start Data supplied

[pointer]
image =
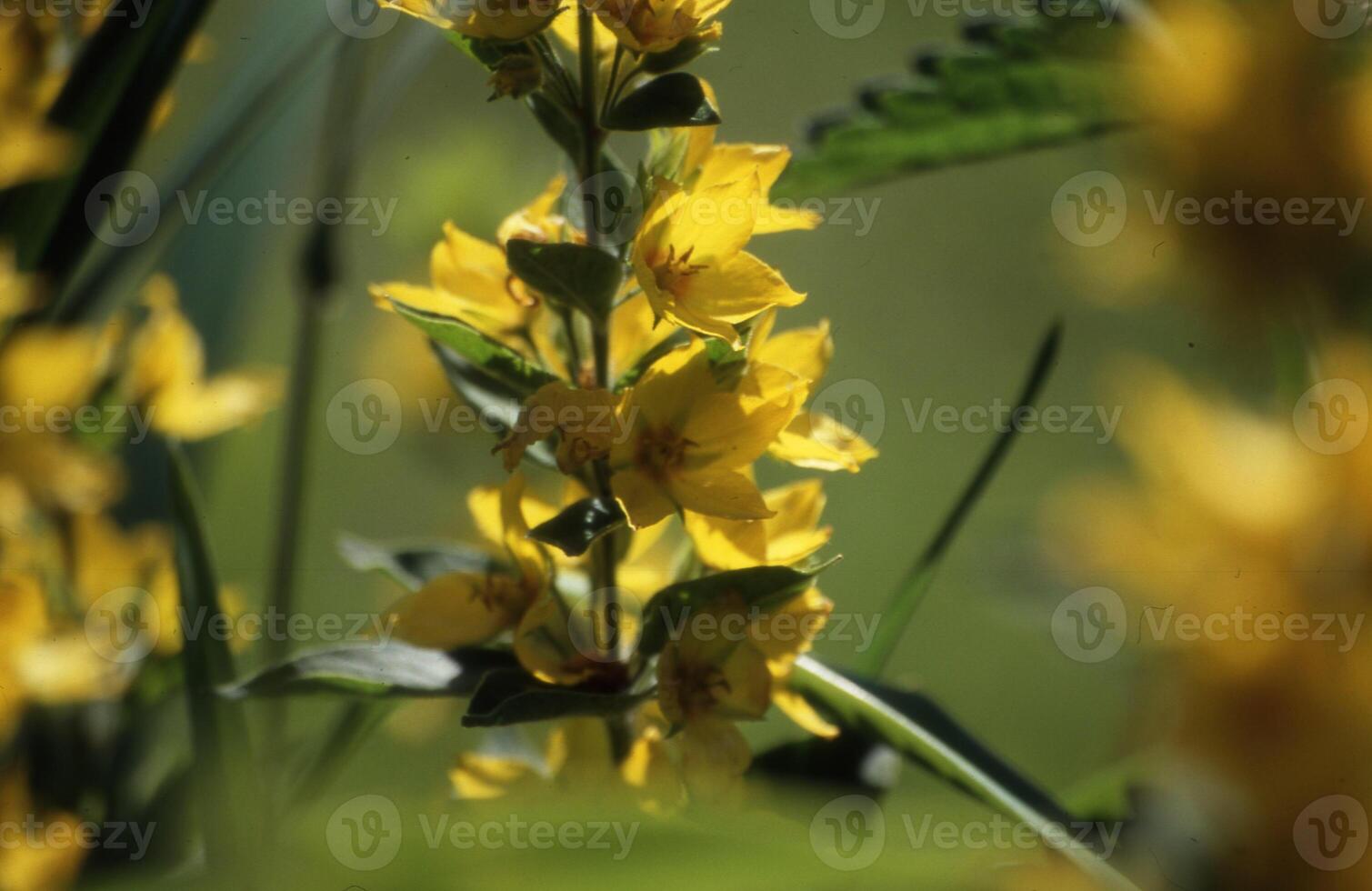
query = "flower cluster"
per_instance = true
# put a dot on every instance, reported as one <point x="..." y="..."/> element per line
<point x="652" y="390"/>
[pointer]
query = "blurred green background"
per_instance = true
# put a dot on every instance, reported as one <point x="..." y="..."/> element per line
<point x="946" y="298"/>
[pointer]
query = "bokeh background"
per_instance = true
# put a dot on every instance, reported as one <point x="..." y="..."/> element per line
<point x="946" y="298"/>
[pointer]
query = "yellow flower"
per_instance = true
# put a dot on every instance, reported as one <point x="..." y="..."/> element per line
<point x="787" y="537"/>
<point x="166" y="374"/>
<point x="689" y="439"/>
<point x="506" y="21"/>
<point x="813" y="439"/>
<point x="659" y="25"/>
<point x="30" y="147"/>
<point x="706" y="164"/>
<point x="690" y="261"/>
<point x="468" y="608"/>
<point x="471" y="280"/>
<point x="704" y="684"/>
<point x="37" y="866"/>
<point x="584" y="420"/>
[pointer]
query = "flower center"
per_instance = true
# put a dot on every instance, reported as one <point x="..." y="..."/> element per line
<point x="673" y="274"/>
<point x="662" y="451"/>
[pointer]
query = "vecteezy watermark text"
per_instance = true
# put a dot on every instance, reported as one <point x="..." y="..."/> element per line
<point x="366" y="832"/>
<point x="124" y="209"/>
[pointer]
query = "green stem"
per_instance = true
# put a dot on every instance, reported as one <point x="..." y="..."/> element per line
<point x="836" y="692"/>
<point x="913" y="589"/>
<point x="320" y="274"/>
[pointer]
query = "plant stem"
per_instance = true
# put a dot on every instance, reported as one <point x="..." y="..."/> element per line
<point x="593" y="142"/>
<point x="320" y="274"/>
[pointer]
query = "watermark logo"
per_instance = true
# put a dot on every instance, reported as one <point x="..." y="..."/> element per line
<point x="124" y="625"/>
<point x="855" y="404"/>
<point x="1331" y="417"/>
<point x="366" y="832"/>
<point x="1089" y="625"/>
<point x="1331" y="834"/>
<point x="1091" y="209"/>
<point x="848" y="19"/>
<point x="609" y="205"/>
<point x="848" y="834"/>
<point x="361" y="18"/>
<point x="366" y="417"/>
<point x="606" y="625"/>
<point x="1332" y="19"/>
<point x="123" y="209"/>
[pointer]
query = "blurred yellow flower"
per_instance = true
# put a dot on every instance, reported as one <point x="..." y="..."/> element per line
<point x="504" y="21"/>
<point x="659" y="25"/>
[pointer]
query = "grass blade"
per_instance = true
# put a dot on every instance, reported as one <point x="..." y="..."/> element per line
<point x="918" y="579"/>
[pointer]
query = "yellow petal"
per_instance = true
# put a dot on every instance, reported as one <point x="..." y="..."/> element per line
<point x="458" y="610"/>
<point x="805" y="352"/>
<point x="476" y="776"/>
<point x="719" y="493"/>
<point x="795" y="707"/>
<point x="816" y="441"/>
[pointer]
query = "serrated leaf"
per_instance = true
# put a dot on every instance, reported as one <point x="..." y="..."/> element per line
<point x="514" y="696"/>
<point x="1018" y="84"/>
<point x="576" y="276"/>
<point x="949" y="754"/>
<point x="486" y="353"/>
<point x="762" y="586"/>
<point x="375" y="670"/>
<point x="676" y="99"/>
<point x="579" y="526"/>
<point x="413" y="565"/>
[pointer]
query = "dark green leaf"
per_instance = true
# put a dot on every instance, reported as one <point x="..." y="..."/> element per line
<point x="682" y="54"/>
<point x="676" y="99"/>
<point x="416" y="563"/>
<point x="497" y="360"/>
<point x="951" y="754"/>
<point x="220" y="737"/>
<point x="762" y="586"/>
<point x="918" y="579"/>
<point x="576" y="529"/>
<point x="556" y="123"/>
<point x="1018" y="84"/>
<point x="375" y="670"/>
<point x="514" y="696"/>
<point x="576" y="276"/>
<point x="497" y="403"/>
<point x="105" y="105"/>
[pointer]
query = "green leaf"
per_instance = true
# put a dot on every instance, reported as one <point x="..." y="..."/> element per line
<point x="762" y="586"/>
<point x="646" y="360"/>
<point x="514" y="696"/>
<point x="413" y="565"/>
<point x="1018" y="84"/>
<point x="918" y="579"/>
<point x="576" y="276"/>
<point x="220" y="737"/>
<point x="105" y="106"/>
<point x="374" y="670"/>
<point x="969" y="767"/>
<point x="578" y="527"/>
<point x="682" y="54"/>
<point x="676" y="99"/>
<point x="497" y="403"/>
<point x="497" y="360"/>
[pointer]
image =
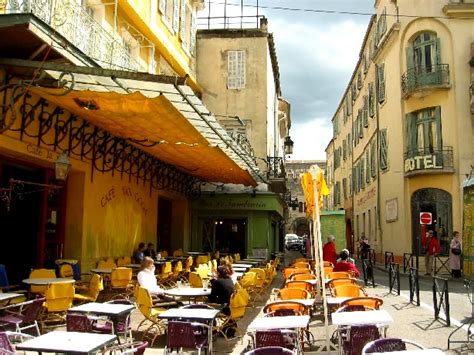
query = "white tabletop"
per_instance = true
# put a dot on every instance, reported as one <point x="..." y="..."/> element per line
<point x="111" y="309"/>
<point x="103" y="270"/>
<point x="379" y="317"/>
<point x="47" y="281"/>
<point x="414" y="352"/>
<point x="188" y="292"/>
<point x="9" y="295"/>
<point x="67" y="342"/>
<point x="285" y="322"/>
<point x="190" y="313"/>
<point x="308" y="302"/>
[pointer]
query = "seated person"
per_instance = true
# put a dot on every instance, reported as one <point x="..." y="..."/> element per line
<point x="150" y="251"/>
<point x="345" y="265"/>
<point x="138" y="254"/>
<point x="222" y="288"/>
<point x="147" y="279"/>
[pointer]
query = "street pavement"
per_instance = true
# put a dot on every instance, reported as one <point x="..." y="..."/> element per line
<point x="410" y="321"/>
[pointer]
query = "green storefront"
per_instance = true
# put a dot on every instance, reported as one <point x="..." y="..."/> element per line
<point x="237" y="223"/>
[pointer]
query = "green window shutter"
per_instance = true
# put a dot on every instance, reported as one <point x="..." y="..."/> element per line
<point x="383" y="149"/>
<point x="381" y="83"/>
<point x="371" y="100"/>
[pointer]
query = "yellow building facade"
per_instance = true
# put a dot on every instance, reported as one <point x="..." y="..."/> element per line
<point x="403" y="132"/>
<point x="112" y="85"/>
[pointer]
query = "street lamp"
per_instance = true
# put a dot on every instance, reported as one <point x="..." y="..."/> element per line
<point x="288" y="145"/>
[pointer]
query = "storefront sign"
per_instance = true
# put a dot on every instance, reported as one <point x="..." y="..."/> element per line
<point x="422" y="162"/>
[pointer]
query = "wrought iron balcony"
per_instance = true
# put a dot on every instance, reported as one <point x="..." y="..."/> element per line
<point x="424" y="78"/>
<point x="74" y="23"/>
<point x="429" y="161"/>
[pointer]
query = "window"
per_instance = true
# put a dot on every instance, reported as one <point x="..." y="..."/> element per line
<point x="383" y="149"/>
<point x="380" y="83"/>
<point x="424" y="58"/>
<point x="371" y="100"/>
<point x="424" y="131"/>
<point x="235" y="69"/>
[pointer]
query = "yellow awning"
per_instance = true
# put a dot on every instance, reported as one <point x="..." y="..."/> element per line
<point x="191" y="144"/>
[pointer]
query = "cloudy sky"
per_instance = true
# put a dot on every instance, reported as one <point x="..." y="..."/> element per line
<point x="317" y="51"/>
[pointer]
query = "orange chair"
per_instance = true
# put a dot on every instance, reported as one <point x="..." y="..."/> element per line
<point x="348" y="291"/>
<point x="302" y="277"/>
<point x="293" y="293"/>
<point x="372" y="302"/>
<point x="278" y="308"/>
<point x="338" y="275"/>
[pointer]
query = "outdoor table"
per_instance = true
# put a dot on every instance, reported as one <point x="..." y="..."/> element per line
<point x="47" y="281"/>
<point x="103" y="270"/>
<point x="112" y="310"/>
<point x="205" y="316"/>
<point x="67" y="342"/>
<point x="188" y="292"/>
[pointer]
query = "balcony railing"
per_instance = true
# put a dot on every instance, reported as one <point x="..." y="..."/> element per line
<point x="424" y="78"/>
<point x="73" y="22"/>
<point x="429" y="161"/>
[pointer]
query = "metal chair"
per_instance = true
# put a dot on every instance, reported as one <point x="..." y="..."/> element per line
<point x="387" y="345"/>
<point x="26" y="317"/>
<point x="186" y="335"/>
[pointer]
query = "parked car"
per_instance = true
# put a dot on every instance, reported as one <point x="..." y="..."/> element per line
<point x="293" y="242"/>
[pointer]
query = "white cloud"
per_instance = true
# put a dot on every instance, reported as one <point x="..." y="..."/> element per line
<point x="311" y="139"/>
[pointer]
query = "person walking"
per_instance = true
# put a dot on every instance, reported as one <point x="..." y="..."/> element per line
<point x="329" y="250"/>
<point x="455" y="251"/>
<point x="432" y="249"/>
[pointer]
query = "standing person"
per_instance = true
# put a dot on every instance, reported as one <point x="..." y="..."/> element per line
<point x="455" y="251"/>
<point x="432" y="249"/>
<point x="150" y="251"/>
<point x="329" y="250"/>
<point x="138" y="254"/>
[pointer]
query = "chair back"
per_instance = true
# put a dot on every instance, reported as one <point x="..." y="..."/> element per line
<point x="359" y="335"/>
<point x="293" y="293"/>
<point x="5" y="345"/>
<point x="347" y="291"/>
<point x="41" y="274"/>
<point x="372" y="302"/>
<point x="121" y="277"/>
<point x="302" y="277"/>
<point x="338" y="275"/>
<point x="65" y="270"/>
<point x="195" y="280"/>
<point x="300" y="284"/>
<point x="238" y="303"/>
<point x="285" y="308"/>
<point x="32" y="311"/>
<point x="78" y="323"/>
<point x="59" y="296"/>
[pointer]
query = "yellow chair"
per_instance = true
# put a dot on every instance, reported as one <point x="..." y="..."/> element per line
<point x="121" y="283"/>
<point x="155" y="326"/>
<point x="66" y="271"/>
<point x="293" y="293"/>
<point x="41" y="274"/>
<point x="195" y="280"/>
<point x="96" y="284"/>
<point x="58" y="299"/>
<point x="238" y="303"/>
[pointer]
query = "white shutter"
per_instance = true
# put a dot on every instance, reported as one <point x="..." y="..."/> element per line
<point x="182" y="28"/>
<point x="176" y="15"/>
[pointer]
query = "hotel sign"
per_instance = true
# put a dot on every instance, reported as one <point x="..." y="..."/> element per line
<point x="422" y="162"/>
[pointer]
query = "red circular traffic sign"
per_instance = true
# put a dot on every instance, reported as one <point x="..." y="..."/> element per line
<point x="426" y="218"/>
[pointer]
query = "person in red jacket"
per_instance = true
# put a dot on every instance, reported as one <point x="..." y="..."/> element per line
<point x="329" y="250"/>
<point x="344" y="265"/>
<point x="432" y="249"/>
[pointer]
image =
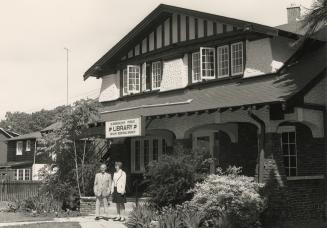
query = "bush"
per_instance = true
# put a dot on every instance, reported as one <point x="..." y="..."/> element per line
<point x="169" y="181"/>
<point x="141" y="216"/>
<point x="229" y="199"/>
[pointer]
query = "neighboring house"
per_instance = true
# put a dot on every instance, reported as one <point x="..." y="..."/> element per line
<point x="4" y="135"/>
<point x="21" y="151"/>
<point x="236" y="89"/>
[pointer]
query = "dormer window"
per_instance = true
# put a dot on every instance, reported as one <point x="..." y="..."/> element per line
<point x="131" y="79"/>
<point x="156" y="75"/>
<point x="207" y="63"/>
<point x="237" y="58"/>
<point x="230" y="62"/>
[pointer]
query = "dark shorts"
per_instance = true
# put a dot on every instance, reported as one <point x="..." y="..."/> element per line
<point x="117" y="197"/>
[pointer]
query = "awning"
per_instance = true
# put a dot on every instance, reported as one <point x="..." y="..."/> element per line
<point x="266" y="89"/>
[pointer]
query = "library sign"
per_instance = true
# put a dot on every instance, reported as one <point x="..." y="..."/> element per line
<point x="125" y="128"/>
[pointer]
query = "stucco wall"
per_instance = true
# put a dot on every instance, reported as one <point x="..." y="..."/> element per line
<point x="110" y="88"/>
<point x="266" y="55"/>
<point x="317" y="95"/>
<point x="174" y="74"/>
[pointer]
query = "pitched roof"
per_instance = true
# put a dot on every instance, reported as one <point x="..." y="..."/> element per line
<point x="164" y="11"/>
<point x="33" y="135"/>
<point x="52" y="127"/>
<point x="273" y="88"/>
<point x="7" y="133"/>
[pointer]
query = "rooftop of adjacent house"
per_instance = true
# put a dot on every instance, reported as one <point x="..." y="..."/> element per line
<point x="15" y="164"/>
<point x="33" y="135"/>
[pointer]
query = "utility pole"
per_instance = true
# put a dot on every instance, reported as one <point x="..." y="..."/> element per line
<point x="67" y="71"/>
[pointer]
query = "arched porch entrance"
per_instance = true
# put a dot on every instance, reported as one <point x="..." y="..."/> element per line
<point x="230" y="144"/>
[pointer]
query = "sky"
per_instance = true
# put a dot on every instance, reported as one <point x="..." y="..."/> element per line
<point x="34" y="34"/>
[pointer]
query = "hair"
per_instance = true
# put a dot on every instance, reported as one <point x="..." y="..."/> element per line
<point x="103" y="164"/>
<point x="119" y="164"/>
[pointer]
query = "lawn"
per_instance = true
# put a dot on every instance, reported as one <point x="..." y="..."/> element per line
<point x="50" y="225"/>
<point x="20" y="217"/>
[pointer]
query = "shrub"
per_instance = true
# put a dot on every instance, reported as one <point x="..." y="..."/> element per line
<point x="229" y="199"/>
<point x="169" y="181"/>
<point x="141" y="216"/>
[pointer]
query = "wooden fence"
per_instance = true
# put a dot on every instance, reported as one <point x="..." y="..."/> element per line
<point x="18" y="190"/>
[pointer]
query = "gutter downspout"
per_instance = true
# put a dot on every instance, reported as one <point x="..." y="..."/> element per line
<point x="261" y="146"/>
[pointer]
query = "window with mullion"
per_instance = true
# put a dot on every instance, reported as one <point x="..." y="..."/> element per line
<point x="156" y="75"/>
<point x="207" y="64"/>
<point x="133" y="82"/>
<point x="237" y="58"/>
<point x="288" y="143"/>
<point x="196" y="73"/>
<point x="223" y="61"/>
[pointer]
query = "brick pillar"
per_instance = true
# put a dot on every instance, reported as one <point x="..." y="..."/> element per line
<point x="275" y="180"/>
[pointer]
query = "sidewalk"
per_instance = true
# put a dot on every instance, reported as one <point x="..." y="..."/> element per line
<point x="84" y="221"/>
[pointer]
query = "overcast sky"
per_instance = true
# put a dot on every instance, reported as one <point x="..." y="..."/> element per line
<point x="35" y="32"/>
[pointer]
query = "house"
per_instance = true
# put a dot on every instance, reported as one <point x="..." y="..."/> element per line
<point x="21" y="153"/>
<point x="234" y="88"/>
<point x="4" y="135"/>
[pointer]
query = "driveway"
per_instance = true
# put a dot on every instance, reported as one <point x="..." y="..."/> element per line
<point x="85" y="222"/>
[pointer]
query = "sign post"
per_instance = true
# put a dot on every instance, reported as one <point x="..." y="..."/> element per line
<point x="125" y="128"/>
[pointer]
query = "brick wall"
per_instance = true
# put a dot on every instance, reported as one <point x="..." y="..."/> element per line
<point x="295" y="199"/>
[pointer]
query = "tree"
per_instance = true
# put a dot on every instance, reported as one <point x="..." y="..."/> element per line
<point x="315" y="18"/>
<point x="23" y="123"/>
<point x="74" y="151"/>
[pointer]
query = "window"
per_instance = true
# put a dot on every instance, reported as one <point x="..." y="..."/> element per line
<point x="125" y="88"/>
<point x="20" y="174"/>
<point x="207" y="63"/>
<point x="288" y="145"/>
<point x="27" y="174"/>
<point x="145" y="150"/>
<point x="237" y="58"/>
<point x="196" y="76"/>
<point x="155" y="149"/>
<point x="19" y="148"/>
<point x="28" y="145"/>
<point x="133" y="82"/>
<point x="23" y="174"/>
<point x="156" y="75"/>
<point x="223" y="61"/>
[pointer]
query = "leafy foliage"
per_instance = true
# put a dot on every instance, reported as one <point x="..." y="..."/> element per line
<point x="229" y="199"/>
<point x="23" y="123"/>
<point x="74" y="152"/>
<point x="170" y="180"/>
<point x="316" y="17"/>
<point x="141" y="216"/>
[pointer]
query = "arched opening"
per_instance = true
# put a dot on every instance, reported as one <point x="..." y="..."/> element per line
<point x="230" y="144"/>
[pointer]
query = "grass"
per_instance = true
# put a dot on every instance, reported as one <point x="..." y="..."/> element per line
<point x="20" y="217"/>
<point x="49" y="225"/>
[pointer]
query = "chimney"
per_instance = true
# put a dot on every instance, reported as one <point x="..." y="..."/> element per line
<point x="293" y="13"/>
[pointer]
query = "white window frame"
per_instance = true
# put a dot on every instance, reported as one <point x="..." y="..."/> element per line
<point x="213" y="62"/>
<point x="232" y="59"/>
<point x="24" y="174"/>
<point x="156" y="75"/>
<point x="221" y="60"/>
<point x="289" y="129"/>
<point x="125" y="82"/>
<point x="150" y="139"/>
<point x="19" y="148"/>
<point x="28" y="145"/>
<point x="137" y="79"/>
<point x="196" y="65"/>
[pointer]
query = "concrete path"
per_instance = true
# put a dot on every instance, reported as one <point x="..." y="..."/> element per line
<point x="84" y="221"/>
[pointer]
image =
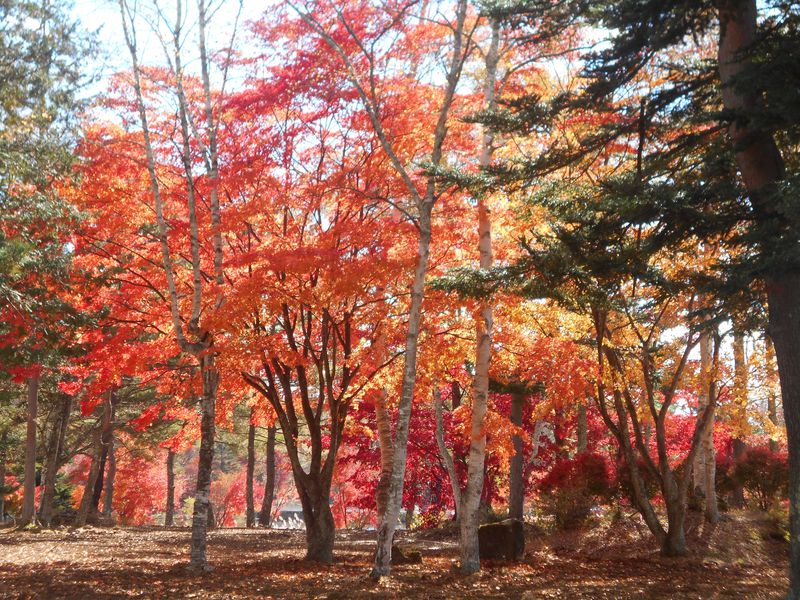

end Data supplied

What the task requires: Pick out every line in the rows above that contains the string "window", matching case exactly.

Expected output:
query = "green window shutter"
query = "window"
query = "dormer window"
query = "window with mullion"
query = "window"
query = "white window frame"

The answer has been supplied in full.